Excerpt to read:
— START —
The Council of Mortgage Lenders has today published its half-yearly data on mortgage arrears and possessions. The CML has also substantially revised its previously published data back to the beginning of 2003.

More lenders have begun to contribute to the CML’s arrears and possessions survey (68 CML members accounting for 94% of members’ mortgage business). This has revealed that the previous sample was less representative of the total market than previously believed. As a result, the CML has introduced weightings to reflect the changing
composition of lending when grossing up the numbers to provide its estimate for the whole of the market.

The number of mortgages in arrears of three months or more at the end of June rose to an estimated 125,100, up 4% compared with the end of December but 3% lower than at the end of June 2006. Of these, the majority (71,800) were in arrears of 3-6 months, while 38,300 were in arrears of 6-12 months, and 15,000 more than 12 months. Around 1% of all mortgages were in arrears – this proportion has been stable at
low levels for several years.

At 14,000, the number of properties taken into possession in the first six months of the year rose by nearly 18% compared with the previous half-year, and nearly 30% compared with the first half of 2006. Although significantly higher than in the recent past, when possessions reached extremely low levels, the number remains low by historical standards. It equates to around 1 in 840 mortgages ending in possession in the first half of this year.

Possessions have risen more sharply than arrears for the past two years. This is likely to reflect a number of factors, notably:
The impact of an increasing amount of sub-prime lending within the overall market, where the higher risk nature of the business means that arrears are more likely to translate through to possessions, and that this is likely to happen at an earlier stage.
— END —
According to the mortgage arrears report, how many properties were taken into possession in the first six months of the year? The lines after this point are drawn from a separate source.

Stored records:
— START —
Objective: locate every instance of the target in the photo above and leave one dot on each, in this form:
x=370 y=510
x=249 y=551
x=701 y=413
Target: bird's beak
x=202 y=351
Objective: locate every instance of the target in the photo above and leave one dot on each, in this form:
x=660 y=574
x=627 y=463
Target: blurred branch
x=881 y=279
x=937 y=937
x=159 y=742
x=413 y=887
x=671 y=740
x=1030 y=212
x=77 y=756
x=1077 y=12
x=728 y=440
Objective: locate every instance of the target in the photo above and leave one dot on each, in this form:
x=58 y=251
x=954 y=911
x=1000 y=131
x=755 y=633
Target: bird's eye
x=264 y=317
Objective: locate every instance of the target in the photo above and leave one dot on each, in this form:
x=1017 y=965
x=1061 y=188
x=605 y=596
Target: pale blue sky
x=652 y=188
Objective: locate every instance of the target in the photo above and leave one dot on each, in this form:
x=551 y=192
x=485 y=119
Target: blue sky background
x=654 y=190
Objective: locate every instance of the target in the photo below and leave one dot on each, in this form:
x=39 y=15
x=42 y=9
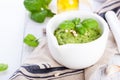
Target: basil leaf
x=39 y=16
x=31 y=40
x=3 y=67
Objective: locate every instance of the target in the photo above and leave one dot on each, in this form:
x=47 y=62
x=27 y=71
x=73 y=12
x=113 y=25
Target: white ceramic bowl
x=76 y=56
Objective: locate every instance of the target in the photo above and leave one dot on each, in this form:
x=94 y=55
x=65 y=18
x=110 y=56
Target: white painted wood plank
x=11 y=34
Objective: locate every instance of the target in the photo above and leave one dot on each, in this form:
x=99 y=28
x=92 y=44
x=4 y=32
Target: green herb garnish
x=39 y=9
x=31 y=40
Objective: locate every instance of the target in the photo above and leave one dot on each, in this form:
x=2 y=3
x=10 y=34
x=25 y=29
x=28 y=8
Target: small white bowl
x=76 y=56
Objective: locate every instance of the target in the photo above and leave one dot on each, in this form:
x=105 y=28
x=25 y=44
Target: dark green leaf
x=47 y=2
x=31 y=40
x=76 y=21
x=50 y=13
x=33 y=5
x=39 y=16
x=3 y=67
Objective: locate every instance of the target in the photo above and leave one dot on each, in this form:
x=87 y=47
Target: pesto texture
x=77 y=31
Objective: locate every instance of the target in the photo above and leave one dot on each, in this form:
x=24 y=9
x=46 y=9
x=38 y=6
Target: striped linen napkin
x=41 y=66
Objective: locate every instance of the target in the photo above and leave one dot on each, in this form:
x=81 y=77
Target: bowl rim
x=55 y=42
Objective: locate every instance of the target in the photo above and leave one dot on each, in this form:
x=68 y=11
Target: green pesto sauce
x=75 y=31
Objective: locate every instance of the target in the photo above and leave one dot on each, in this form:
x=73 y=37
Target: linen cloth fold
x=40 y=65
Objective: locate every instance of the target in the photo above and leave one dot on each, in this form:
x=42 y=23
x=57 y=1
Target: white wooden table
— END —
Problem solution:
14,000